[Stored items]
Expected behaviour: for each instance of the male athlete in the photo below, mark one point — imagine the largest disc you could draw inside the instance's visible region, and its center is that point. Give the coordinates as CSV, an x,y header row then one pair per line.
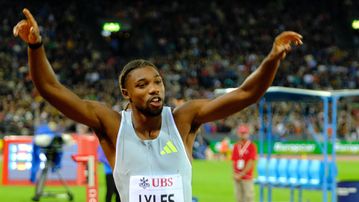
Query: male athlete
x,y
148,146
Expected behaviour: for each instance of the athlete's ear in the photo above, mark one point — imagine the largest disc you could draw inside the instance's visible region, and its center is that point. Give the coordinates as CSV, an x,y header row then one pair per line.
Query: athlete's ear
x,y
125,93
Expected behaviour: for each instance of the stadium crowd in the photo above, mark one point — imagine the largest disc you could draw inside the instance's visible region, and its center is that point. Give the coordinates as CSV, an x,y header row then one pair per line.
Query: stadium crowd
x,y
198,45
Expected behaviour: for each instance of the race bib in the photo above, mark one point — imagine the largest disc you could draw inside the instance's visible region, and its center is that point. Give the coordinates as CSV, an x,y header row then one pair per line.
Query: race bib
x,y
166,188
240,164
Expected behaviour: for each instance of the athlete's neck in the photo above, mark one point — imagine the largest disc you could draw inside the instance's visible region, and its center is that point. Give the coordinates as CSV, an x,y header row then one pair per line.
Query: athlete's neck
x,y
146,127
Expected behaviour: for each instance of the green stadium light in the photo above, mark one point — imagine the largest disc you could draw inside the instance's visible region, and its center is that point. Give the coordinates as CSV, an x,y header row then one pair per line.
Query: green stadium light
x,y
355,24
111,26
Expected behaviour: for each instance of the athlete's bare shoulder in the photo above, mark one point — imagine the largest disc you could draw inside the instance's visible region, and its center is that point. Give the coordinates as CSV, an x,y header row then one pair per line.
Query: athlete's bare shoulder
x,y
110,120
187,112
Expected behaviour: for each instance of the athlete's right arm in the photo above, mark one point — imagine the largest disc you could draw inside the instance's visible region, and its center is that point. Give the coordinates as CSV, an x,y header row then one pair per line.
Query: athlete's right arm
x,y
86,112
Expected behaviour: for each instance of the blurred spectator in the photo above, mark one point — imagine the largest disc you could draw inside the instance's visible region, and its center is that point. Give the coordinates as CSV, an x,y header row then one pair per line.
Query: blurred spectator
x,y
243,156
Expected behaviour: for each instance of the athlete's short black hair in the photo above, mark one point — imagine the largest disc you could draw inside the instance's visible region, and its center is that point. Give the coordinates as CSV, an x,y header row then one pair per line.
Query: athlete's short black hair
x,y
132,65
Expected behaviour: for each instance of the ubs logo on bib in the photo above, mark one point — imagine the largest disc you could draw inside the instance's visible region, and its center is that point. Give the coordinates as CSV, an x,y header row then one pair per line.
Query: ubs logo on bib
x,y
162,182
144,183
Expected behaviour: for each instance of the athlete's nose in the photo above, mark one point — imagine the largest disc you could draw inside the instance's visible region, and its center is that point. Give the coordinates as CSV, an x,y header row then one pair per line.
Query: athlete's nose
x,y
154,89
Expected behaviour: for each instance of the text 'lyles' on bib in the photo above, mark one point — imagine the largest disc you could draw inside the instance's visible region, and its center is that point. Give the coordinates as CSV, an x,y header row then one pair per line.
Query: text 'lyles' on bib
x,y
164,188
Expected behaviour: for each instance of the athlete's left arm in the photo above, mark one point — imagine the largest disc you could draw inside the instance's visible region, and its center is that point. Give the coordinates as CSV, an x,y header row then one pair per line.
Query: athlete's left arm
x,y
252,88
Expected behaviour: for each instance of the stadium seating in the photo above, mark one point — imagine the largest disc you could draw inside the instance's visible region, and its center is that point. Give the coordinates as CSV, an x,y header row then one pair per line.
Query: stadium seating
x,y
273,171
262,171
293,173
283,175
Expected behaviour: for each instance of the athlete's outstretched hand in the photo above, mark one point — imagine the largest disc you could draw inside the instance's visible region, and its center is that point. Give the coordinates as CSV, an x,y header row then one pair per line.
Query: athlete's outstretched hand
x,y
282,43
27,29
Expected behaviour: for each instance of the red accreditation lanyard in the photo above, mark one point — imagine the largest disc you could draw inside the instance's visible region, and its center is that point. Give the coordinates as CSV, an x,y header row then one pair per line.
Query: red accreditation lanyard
x,y
241,149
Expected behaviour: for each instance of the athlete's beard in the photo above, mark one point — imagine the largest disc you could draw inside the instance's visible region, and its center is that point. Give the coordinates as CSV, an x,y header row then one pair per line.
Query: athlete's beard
x,y
147,111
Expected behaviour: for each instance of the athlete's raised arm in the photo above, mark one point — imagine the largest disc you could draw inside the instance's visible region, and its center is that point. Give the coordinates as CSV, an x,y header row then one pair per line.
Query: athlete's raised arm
x,y
90,113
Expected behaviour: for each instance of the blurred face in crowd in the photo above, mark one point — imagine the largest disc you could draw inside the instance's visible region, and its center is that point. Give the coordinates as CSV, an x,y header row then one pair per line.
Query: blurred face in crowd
x,y
243,132
145,90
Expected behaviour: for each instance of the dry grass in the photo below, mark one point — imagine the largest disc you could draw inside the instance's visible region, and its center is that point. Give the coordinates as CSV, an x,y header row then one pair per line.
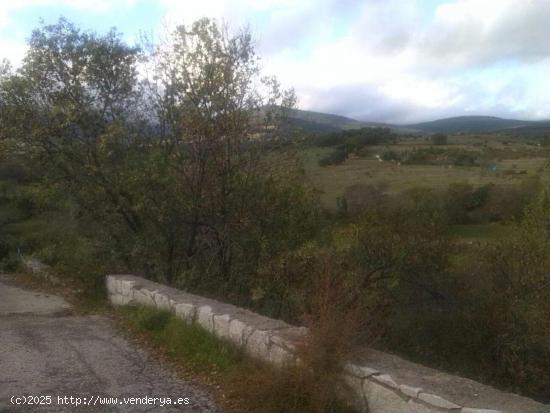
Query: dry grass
x,y
332,180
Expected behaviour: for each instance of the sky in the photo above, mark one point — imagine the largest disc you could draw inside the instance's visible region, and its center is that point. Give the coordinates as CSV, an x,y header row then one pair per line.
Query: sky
x,y
397,61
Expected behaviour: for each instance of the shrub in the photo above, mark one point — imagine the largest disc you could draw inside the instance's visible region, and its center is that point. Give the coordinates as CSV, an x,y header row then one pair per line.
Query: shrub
x,y
439,139
334,158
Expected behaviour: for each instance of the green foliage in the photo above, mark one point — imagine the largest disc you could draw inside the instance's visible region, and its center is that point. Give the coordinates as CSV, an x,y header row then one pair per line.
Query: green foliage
x,y
183,341
439,139
337,157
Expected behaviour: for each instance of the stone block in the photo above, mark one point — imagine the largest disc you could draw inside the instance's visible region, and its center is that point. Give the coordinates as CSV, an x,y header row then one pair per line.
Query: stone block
x,y
410,391
360,371
258,344
125,287
239,332
118,299
221,325
383,400
355,386
386,380
280,356
415,407
162,301
111,284
185,311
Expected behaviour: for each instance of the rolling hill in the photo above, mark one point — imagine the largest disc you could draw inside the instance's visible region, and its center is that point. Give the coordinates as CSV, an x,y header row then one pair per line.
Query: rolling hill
x,y
319,122
471,124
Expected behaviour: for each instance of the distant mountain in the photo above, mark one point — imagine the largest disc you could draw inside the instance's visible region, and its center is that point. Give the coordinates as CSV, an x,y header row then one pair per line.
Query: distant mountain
x,y
327,123
471,124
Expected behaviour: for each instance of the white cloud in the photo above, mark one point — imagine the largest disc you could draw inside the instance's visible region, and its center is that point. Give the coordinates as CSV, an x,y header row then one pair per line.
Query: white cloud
x,y
389,60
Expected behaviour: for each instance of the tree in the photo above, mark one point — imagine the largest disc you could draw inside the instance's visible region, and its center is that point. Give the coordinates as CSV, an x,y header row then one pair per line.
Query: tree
x,y
180,174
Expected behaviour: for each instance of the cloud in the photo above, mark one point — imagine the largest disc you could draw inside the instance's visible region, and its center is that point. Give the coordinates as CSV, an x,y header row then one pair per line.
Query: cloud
x,y
479,32
382,60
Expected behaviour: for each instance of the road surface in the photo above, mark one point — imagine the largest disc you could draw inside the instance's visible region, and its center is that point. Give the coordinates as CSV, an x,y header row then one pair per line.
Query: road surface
x,y
51,355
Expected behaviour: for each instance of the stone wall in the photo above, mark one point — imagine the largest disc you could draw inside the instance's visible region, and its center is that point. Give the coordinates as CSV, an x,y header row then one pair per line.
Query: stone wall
x,y
383,383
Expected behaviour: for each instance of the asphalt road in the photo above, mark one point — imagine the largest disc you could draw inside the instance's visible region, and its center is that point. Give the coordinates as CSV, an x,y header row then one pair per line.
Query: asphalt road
x,y
46,351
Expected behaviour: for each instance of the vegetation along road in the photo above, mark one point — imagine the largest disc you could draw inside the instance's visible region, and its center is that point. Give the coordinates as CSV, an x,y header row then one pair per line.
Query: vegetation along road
x,y
45,350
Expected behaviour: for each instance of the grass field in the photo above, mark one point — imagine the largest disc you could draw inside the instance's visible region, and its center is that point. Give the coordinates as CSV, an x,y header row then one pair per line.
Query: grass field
x,y
514,163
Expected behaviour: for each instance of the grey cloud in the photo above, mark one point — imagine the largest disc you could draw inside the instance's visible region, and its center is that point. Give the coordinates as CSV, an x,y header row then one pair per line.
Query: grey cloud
x,y
521,34
364,102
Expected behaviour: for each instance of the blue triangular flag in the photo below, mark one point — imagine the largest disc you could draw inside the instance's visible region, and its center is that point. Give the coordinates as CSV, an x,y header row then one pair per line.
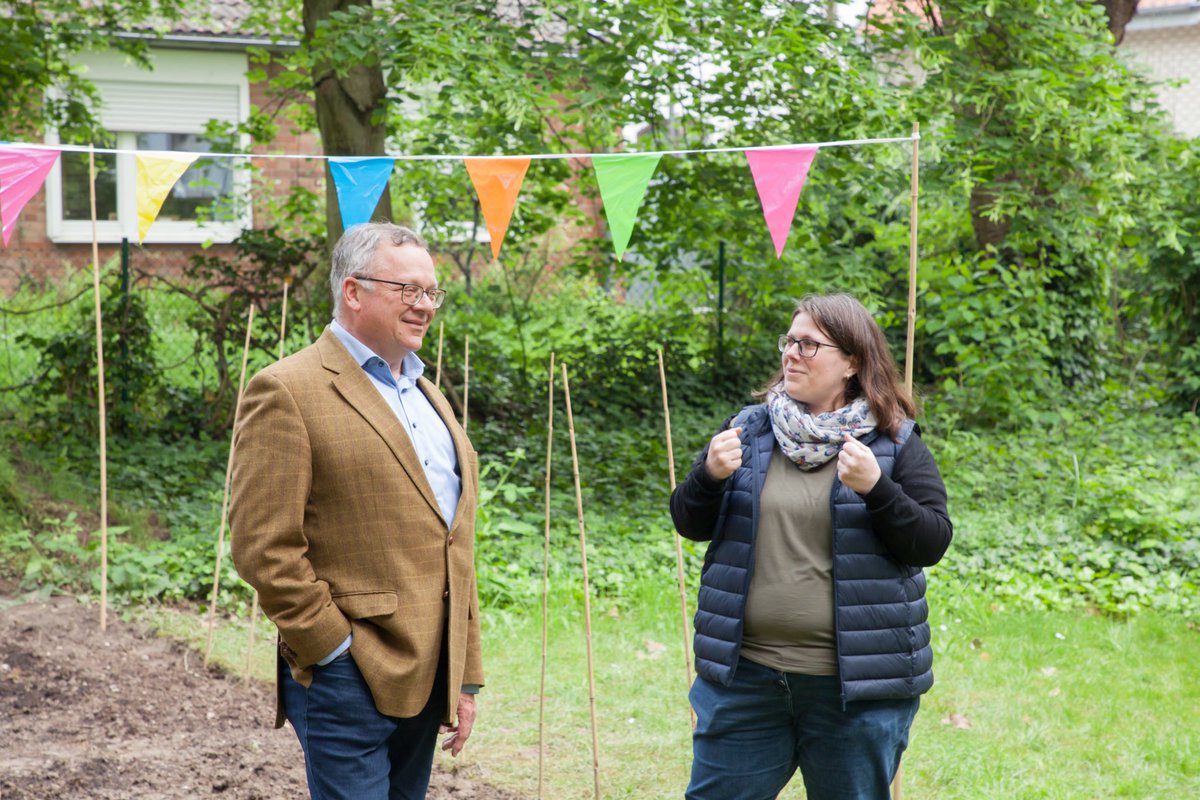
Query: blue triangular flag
x,y
359,182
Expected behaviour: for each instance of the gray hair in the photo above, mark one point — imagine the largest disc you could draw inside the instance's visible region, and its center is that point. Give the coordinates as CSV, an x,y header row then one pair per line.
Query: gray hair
x,y
355,251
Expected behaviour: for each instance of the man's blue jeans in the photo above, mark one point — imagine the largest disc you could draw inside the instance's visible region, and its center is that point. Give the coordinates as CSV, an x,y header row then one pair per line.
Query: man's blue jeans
x,y
351,750
753,735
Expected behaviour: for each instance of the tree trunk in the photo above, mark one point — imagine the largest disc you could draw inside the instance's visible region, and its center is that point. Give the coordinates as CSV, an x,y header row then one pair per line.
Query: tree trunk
x,y
1120,13
349,112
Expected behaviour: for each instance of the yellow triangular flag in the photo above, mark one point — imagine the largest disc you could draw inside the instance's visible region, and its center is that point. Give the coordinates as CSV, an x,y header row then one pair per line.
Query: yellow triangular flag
x,y
156,176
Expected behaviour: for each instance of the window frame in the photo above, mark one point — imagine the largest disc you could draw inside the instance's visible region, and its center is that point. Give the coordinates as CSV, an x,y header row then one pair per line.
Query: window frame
x,y
185,68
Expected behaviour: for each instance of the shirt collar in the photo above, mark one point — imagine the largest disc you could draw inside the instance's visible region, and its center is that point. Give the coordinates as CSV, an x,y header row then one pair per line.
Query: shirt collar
x,y
412,367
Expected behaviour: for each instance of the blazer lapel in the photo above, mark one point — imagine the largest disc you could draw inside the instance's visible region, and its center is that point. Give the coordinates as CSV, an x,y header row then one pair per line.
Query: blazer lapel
x,y
355,388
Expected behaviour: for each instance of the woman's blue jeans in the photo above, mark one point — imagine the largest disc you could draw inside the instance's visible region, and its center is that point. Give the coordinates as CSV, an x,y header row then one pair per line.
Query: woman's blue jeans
x,y
751,737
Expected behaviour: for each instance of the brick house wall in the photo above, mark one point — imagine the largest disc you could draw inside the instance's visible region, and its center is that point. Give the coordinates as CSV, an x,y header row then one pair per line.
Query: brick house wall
x,y
1164,40
33,257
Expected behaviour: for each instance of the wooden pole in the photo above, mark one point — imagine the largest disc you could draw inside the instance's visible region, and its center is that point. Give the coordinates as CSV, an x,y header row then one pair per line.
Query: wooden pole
x,y
225,499
912,260
587,591
437,379
683,589
545,585
466,382
898,781
102,405
253,607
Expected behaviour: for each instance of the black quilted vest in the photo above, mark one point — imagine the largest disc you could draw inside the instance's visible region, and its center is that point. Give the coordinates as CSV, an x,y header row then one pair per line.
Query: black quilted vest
x,y
881,617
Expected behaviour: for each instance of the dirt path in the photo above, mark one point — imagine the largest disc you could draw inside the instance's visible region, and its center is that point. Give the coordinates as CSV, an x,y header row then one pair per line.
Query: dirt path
x,y
124,714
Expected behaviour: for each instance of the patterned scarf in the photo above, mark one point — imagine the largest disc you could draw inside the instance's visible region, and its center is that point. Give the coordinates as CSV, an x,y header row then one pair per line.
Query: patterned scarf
x,y
814,439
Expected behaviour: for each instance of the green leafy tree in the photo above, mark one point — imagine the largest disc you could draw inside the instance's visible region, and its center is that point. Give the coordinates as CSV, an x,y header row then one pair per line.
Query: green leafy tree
x,y
42,84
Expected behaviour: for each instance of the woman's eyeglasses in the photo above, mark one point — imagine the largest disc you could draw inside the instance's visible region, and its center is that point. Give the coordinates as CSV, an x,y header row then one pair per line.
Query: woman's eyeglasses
x,y
807,348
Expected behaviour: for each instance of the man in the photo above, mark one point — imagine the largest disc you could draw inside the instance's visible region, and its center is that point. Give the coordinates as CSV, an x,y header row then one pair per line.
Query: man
x,y
353,516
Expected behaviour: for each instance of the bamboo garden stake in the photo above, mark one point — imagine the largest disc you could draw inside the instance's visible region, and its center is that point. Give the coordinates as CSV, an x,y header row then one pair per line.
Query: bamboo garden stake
x,y
898,781
102,410
587,591
437,376
225,499
912,262
683,589
545,584
253,607
466,380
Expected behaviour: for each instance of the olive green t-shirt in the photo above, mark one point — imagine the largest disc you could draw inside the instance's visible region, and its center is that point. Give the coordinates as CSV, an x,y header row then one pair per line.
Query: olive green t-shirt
x,y
789,624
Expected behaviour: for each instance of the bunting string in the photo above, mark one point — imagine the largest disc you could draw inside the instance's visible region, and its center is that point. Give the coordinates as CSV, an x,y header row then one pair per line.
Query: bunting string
x,y
540,156
779,174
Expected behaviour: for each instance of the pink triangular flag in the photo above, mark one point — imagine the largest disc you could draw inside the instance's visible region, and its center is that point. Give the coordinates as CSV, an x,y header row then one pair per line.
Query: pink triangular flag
x,y
22,173
779,176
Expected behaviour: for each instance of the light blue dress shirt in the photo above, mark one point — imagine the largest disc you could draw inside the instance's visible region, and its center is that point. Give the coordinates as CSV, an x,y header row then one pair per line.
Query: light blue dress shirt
x,y
429,433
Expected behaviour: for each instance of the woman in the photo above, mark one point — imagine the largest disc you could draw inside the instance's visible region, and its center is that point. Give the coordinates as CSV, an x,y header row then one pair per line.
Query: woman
x,y
821,506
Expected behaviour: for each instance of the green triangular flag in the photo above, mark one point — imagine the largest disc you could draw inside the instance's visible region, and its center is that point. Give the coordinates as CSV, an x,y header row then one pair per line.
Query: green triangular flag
x,y
623,181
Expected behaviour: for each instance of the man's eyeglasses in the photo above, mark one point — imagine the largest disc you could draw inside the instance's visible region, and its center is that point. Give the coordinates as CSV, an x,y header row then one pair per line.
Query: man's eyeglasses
x,y
807,348
411,293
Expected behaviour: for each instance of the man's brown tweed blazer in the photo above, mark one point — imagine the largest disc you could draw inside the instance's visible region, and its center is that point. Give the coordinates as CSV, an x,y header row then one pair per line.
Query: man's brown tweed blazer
x,y
335,524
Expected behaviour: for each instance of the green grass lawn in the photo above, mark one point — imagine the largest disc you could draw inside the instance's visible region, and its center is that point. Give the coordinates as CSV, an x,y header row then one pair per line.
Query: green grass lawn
x,y
1027,704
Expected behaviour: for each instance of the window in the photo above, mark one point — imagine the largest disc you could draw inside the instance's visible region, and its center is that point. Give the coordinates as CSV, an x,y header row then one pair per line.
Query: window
x,y
166,109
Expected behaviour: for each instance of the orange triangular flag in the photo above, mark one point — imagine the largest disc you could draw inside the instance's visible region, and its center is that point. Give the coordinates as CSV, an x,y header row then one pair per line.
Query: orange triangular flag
x,y
497,182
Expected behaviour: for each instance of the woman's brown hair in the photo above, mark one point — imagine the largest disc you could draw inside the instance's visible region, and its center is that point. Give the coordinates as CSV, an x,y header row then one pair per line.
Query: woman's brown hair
x,y
849,325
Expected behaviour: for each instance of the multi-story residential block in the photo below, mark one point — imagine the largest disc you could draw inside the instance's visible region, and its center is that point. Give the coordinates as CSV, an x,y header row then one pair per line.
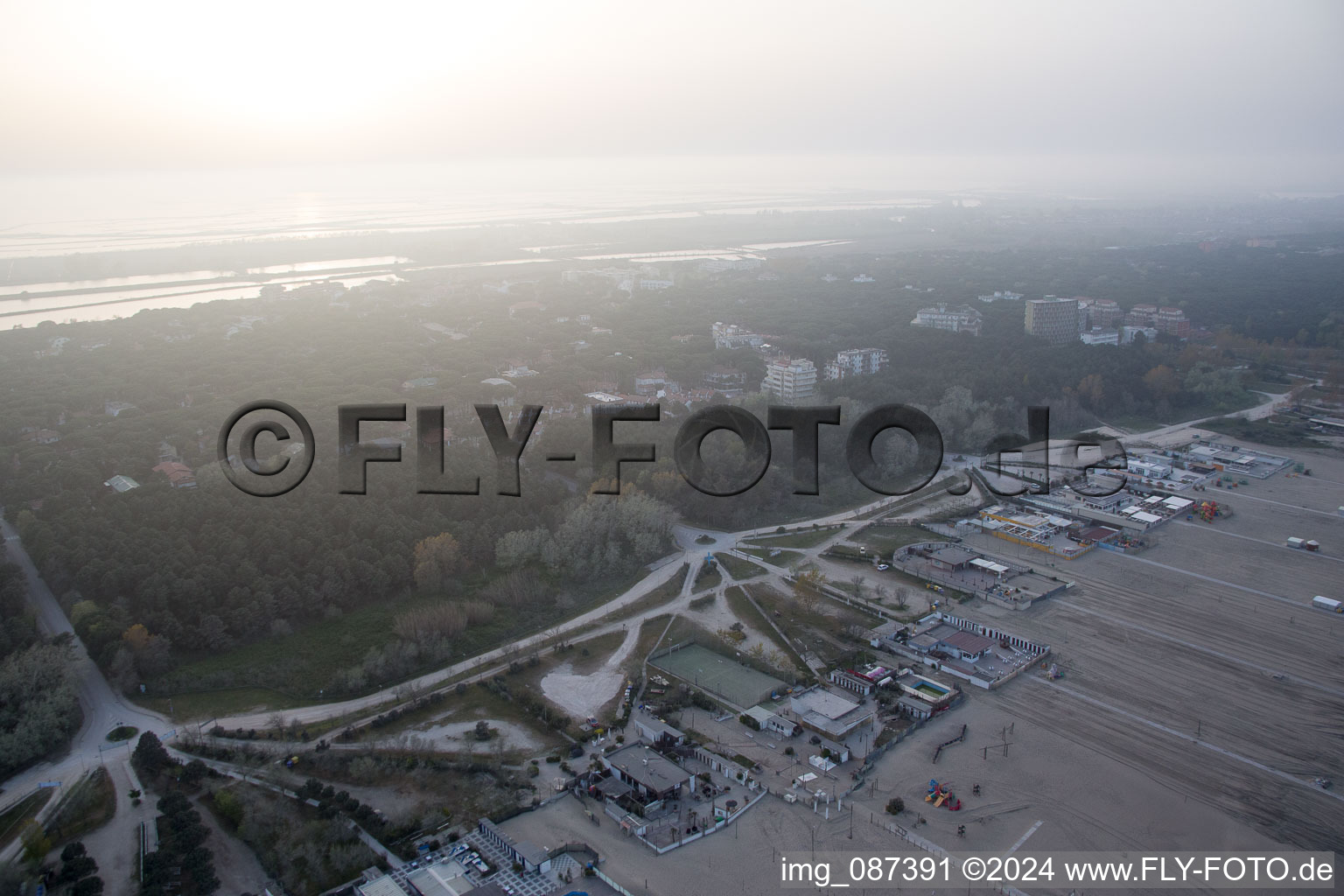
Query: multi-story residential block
x,y
1098,336
1053,318
1141,316
857,361
958,320
790,379
734,336
1172,321
654,382
726,379
1105,313
1128,333
1002,296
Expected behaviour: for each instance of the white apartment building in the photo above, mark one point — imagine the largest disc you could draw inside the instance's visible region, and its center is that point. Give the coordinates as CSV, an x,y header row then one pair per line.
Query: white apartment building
x,y
857,361
790,379
957,320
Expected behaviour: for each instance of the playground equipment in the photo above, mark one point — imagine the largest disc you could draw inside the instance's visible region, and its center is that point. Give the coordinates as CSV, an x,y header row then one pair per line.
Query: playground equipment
x,y
948,743
942,795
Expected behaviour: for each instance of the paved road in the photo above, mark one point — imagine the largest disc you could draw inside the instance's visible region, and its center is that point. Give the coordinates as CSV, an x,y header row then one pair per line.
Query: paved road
x,y
102,707
1258,413
105,708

**EXERCISE DETAILS:**
Update the entries, starting with the line with "Expected behaviour: for each instance of the dry" and going on through the line with "Query: dry grass". Write those lines again with "dry grass" changed to "brown grass" and everything else kept as is, and leave the picture out.

**SOLUTION TO THE PROBLEM:**
Expected behaviour: for each instance of the brown grass in the photo below, mark one point — imagine the largest disc you could draw inside the instance's visible region, and its center is that point. Give the coordinates as CSV, an x,y header row then one pair per line.
Query: brown grass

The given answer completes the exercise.